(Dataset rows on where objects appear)
▽

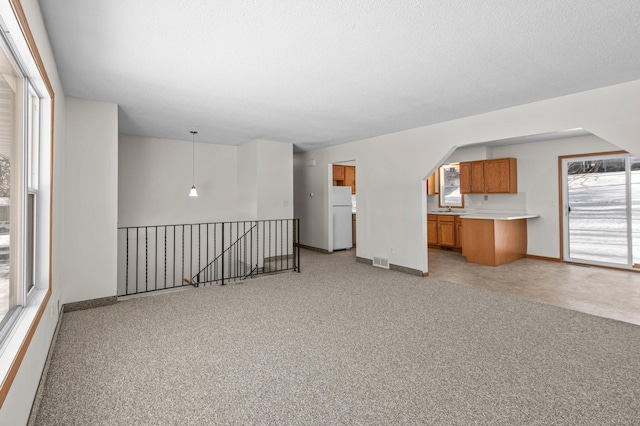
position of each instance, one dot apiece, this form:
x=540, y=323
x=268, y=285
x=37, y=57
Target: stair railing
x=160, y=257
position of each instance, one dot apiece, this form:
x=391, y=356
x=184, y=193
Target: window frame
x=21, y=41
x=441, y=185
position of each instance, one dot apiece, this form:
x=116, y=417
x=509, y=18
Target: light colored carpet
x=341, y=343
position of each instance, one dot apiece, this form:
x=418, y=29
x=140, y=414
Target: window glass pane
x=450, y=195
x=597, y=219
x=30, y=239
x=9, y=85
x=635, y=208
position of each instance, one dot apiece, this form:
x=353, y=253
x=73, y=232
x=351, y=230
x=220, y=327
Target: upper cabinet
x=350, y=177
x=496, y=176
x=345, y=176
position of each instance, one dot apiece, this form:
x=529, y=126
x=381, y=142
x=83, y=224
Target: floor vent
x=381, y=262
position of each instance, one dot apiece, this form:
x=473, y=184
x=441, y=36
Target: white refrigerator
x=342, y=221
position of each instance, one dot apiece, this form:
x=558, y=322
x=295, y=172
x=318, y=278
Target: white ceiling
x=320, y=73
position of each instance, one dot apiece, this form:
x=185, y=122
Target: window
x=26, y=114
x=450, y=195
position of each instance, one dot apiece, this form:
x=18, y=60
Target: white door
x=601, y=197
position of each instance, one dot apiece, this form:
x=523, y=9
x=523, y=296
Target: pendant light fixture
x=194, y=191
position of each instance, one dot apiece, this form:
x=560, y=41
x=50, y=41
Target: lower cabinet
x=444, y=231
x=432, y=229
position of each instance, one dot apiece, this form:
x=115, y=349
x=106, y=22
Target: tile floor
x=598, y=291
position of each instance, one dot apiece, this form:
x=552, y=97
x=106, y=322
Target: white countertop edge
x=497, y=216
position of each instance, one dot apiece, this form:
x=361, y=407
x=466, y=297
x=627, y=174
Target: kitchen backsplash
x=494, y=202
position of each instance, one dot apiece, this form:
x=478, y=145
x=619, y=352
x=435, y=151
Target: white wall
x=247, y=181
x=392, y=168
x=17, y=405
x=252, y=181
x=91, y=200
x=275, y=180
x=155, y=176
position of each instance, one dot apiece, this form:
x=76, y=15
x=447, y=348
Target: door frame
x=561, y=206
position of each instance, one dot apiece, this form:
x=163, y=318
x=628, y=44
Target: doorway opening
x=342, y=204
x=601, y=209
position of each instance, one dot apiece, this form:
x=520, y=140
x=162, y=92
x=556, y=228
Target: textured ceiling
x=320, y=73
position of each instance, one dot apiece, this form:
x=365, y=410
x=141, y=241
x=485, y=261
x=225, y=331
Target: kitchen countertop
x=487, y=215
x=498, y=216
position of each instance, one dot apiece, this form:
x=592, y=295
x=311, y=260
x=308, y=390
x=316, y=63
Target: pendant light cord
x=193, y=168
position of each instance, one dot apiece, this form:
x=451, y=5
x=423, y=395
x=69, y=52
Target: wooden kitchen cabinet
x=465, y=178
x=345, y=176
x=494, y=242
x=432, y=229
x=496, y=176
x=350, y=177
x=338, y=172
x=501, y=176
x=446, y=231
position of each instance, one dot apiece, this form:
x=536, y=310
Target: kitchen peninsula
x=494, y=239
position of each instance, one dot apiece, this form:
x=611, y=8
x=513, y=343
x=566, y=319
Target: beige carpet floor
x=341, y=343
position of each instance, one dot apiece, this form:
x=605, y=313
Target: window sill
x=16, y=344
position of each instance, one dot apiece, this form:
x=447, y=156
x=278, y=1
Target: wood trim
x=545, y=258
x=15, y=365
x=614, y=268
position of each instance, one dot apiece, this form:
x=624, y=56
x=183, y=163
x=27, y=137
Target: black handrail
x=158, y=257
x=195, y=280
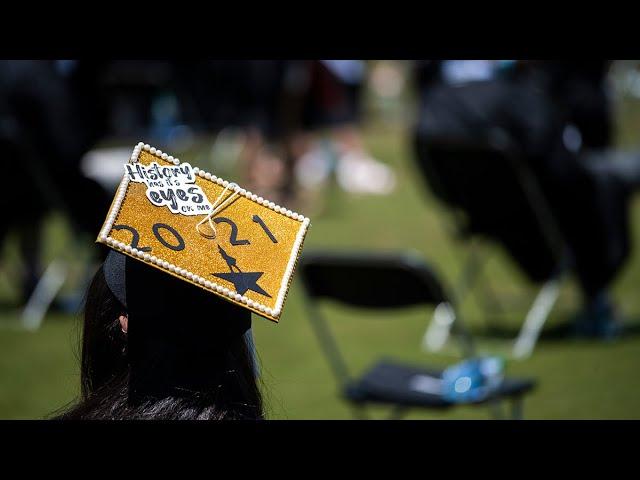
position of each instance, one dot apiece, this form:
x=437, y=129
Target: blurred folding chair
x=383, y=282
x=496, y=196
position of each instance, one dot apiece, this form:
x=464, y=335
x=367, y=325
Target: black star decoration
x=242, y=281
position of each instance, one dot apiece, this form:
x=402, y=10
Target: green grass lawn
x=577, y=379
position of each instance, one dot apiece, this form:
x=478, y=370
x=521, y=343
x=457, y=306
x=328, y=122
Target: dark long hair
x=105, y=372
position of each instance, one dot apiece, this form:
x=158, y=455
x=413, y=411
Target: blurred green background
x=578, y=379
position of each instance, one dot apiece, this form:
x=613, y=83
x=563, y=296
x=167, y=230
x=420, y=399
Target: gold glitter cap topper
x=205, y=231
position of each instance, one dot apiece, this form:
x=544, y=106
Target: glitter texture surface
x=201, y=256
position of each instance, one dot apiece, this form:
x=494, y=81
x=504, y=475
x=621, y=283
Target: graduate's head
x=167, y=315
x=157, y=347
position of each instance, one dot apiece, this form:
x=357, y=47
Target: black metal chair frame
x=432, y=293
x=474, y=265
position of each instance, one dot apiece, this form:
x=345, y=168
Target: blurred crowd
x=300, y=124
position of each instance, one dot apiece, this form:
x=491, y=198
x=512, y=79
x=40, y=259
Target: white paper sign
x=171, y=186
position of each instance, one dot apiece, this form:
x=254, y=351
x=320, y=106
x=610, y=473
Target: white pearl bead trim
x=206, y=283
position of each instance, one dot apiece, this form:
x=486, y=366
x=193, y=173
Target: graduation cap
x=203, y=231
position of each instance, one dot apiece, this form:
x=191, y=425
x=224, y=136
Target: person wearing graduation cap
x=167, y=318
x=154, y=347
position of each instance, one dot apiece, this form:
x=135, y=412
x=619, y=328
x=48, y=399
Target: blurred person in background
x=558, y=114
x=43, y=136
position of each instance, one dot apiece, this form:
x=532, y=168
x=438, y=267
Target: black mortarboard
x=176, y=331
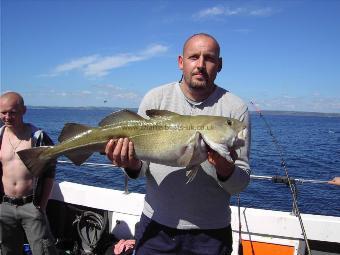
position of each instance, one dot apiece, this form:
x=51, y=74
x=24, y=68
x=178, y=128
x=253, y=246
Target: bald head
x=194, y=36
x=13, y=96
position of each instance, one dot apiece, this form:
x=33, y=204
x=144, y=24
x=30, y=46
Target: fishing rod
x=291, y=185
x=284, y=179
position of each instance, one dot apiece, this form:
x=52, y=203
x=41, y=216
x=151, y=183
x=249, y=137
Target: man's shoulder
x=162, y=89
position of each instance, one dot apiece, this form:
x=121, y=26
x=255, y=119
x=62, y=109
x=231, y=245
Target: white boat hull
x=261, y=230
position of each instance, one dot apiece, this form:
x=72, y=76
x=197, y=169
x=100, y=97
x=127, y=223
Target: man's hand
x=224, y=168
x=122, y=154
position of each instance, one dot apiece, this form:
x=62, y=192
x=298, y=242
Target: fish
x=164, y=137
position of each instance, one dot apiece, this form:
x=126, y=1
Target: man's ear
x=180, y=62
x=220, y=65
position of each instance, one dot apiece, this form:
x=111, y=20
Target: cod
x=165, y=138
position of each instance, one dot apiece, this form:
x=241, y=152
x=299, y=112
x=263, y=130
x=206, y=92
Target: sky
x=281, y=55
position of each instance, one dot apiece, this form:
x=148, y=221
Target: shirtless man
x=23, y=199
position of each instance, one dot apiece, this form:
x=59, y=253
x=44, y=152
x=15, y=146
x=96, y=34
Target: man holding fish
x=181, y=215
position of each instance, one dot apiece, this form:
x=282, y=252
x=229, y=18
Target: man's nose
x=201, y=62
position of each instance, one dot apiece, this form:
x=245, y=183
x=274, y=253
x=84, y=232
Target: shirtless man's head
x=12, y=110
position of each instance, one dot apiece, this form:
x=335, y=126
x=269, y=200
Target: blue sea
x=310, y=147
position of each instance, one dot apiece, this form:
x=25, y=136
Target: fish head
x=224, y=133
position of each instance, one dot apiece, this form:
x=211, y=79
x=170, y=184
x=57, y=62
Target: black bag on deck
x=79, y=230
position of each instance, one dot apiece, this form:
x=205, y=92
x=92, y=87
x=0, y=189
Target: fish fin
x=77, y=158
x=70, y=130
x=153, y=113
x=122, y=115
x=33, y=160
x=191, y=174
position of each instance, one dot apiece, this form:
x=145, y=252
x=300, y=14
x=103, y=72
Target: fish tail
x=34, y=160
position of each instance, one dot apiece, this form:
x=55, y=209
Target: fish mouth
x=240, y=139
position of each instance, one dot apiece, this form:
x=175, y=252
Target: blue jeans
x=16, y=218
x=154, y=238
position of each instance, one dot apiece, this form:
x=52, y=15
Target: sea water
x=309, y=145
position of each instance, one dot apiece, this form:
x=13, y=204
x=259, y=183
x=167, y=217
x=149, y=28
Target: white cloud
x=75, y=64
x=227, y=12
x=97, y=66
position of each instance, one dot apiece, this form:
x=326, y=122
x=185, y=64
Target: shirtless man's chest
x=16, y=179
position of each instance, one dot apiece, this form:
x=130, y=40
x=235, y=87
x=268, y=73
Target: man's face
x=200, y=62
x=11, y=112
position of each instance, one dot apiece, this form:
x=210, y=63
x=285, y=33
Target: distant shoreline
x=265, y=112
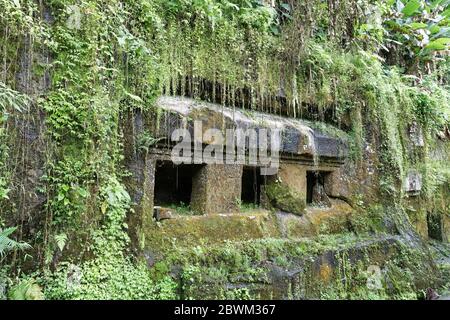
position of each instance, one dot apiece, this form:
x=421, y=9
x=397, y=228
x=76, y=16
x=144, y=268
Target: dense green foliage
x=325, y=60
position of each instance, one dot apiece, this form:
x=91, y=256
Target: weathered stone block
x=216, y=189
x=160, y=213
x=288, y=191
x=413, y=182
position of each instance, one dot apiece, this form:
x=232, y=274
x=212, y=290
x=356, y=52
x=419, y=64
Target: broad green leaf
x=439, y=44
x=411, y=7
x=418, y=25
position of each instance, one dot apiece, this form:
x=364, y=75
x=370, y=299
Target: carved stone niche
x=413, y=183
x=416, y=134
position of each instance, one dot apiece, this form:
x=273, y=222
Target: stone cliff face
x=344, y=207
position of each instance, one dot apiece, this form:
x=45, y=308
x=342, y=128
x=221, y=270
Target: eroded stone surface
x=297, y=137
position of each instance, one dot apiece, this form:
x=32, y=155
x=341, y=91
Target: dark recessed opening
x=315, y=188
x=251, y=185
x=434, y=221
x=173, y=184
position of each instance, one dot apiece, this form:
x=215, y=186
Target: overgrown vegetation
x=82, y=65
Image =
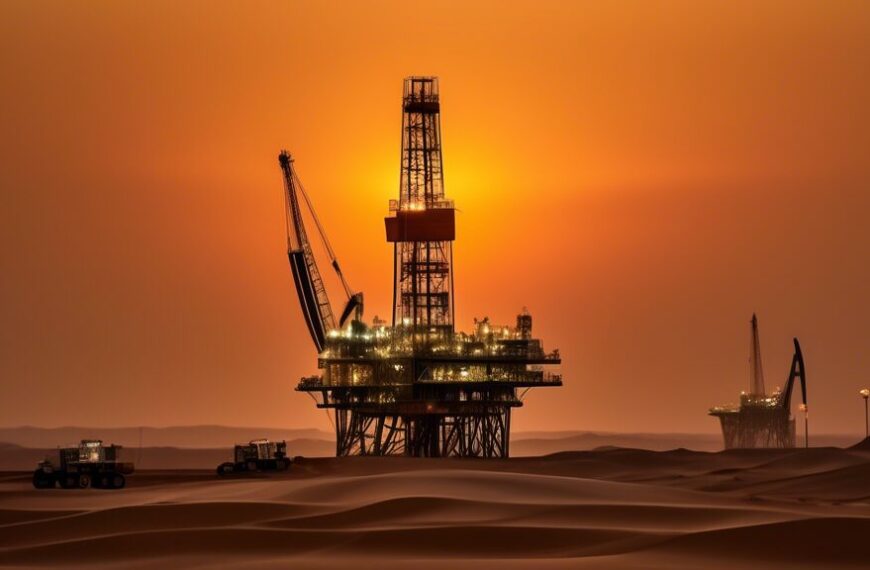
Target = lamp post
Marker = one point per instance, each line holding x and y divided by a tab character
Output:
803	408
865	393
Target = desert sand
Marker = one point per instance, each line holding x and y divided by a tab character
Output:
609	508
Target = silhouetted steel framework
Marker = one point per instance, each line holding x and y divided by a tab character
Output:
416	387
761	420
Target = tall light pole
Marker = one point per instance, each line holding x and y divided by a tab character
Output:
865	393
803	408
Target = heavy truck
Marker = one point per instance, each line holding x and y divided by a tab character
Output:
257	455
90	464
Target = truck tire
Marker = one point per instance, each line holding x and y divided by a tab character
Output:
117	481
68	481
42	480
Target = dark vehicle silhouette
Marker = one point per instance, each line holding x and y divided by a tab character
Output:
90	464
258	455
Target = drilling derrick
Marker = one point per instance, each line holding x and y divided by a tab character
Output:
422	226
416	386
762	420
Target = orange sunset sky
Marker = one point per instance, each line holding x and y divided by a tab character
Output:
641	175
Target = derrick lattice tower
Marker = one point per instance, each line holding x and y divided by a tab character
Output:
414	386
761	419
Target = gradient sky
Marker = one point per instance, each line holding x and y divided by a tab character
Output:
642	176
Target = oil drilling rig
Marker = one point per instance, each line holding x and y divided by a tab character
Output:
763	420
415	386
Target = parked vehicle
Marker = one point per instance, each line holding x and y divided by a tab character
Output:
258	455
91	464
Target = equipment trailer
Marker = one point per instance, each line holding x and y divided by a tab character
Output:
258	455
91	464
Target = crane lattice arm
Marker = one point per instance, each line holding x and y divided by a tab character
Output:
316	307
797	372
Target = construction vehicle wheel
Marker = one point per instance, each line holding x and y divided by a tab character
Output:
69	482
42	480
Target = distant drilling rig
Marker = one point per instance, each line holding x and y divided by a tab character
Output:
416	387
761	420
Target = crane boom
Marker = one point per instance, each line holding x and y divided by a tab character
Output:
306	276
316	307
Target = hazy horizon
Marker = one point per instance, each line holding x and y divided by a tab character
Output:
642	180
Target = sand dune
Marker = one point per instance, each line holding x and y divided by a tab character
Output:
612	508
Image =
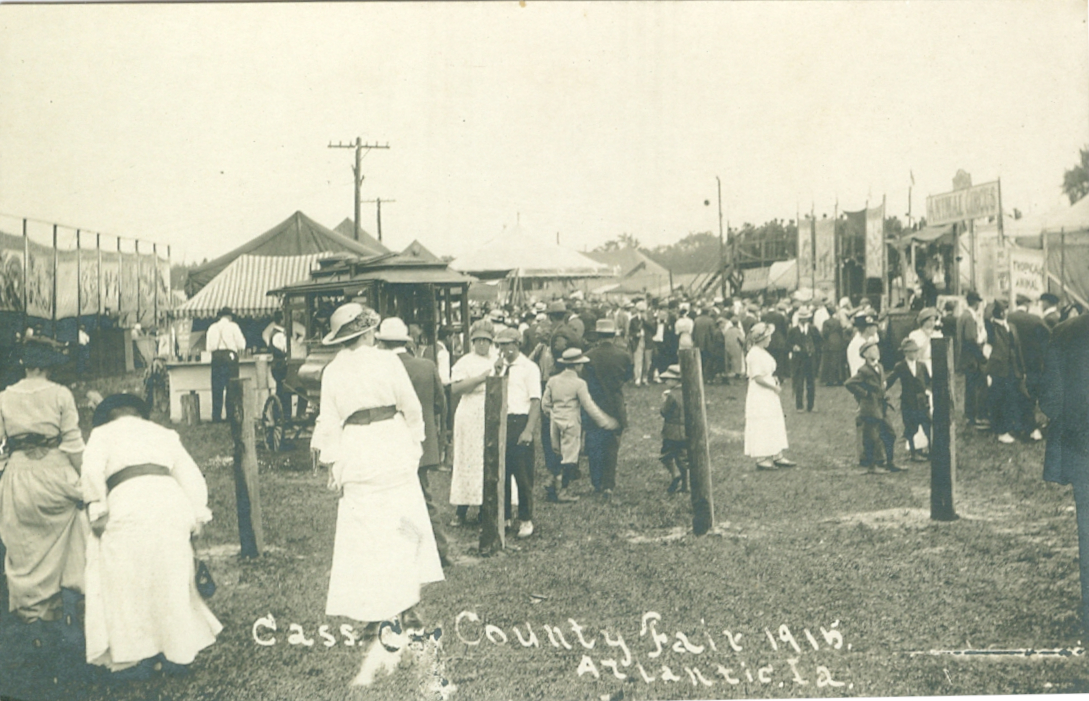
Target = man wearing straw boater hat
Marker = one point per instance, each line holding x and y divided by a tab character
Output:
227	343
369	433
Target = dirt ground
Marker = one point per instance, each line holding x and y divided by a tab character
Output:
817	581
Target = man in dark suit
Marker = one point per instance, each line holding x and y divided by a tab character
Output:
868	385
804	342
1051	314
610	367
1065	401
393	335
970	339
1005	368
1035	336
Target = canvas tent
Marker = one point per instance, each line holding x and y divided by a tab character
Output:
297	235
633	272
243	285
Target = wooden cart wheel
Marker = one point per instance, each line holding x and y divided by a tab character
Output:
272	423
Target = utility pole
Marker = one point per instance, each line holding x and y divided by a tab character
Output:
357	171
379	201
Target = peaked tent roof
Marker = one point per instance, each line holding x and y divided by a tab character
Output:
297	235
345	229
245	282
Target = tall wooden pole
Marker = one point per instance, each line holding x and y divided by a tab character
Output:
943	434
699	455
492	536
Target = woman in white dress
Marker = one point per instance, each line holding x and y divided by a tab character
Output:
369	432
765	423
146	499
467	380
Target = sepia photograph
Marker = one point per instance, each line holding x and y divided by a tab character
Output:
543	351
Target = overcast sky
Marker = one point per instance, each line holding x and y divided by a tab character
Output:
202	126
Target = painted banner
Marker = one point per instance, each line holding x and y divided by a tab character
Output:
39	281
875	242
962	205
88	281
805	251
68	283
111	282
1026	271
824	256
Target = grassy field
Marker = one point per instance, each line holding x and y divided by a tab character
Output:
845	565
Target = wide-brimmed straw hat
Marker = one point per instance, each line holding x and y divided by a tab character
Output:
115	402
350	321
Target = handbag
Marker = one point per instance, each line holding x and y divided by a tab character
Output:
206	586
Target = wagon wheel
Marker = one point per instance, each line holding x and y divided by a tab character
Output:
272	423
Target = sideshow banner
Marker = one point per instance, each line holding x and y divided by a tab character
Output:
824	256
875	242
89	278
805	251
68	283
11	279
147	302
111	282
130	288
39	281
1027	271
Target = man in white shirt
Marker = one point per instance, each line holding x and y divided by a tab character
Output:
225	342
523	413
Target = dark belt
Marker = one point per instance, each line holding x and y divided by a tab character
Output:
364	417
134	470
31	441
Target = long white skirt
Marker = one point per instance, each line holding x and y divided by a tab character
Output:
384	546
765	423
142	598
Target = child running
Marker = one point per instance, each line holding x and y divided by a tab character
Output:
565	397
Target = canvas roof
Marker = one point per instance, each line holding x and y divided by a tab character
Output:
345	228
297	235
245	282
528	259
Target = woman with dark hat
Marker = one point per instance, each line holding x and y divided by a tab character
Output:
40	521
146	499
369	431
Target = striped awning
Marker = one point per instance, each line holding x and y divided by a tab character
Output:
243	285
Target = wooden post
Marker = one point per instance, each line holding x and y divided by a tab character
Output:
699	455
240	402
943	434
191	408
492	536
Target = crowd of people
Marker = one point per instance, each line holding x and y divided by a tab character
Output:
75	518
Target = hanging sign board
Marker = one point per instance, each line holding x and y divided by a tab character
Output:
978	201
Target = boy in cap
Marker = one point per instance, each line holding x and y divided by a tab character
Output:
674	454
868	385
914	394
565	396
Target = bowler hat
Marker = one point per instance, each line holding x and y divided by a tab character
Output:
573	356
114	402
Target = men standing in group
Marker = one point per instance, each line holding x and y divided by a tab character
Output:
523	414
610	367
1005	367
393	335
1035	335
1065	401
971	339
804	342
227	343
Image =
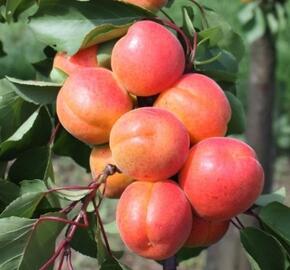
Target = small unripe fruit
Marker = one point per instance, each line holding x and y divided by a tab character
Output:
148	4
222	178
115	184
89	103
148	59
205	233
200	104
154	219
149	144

△

**To be done**. Take the line that contains "Target = striped awning" and all lines after it to the end of the material above, and copy them verbatim without any images.

**Task solution**.
Target = striped awning
Marker = one point per instance, each line holding x and y divided by a tab character
Output:
243	285
Target = wooden post
Marker = one point per instance, each line holding x and y divided by a tab character
Output:
699	455
240	402
943	434
191	408
492	536
Target = crowd of people
Marker = one point per instance, each line holding x and y divided by a tab character
Output:
75	518
Target = hanging sign board
Marker = one point per instance, each line holding x and y divided by a tab character
Output:
978	201
Target = boy in cap
Marker = one point per instance, each line holding x and y divided by a tab character
Output:
674	454
868	385
914	394
565	396
Target = bowler hat
Marker = one point per instance, each line holding x and y divided by a tab character
Output:
573	356
114	402
Target = men standing in group
Marker = one point per instance, each line holding x and y divided by a tab character
Output:
523	414
610	367
1005	367
393	335
1035	335
1065	401
971	339
804	342
227	343
Image =
Target = small unripe fruit
Marker = one point per instance, each line holding x and y divided by a tab character
Output:
148	4
222	178
115	184
89	103
148	59
205	233
200	104
154	219
149	144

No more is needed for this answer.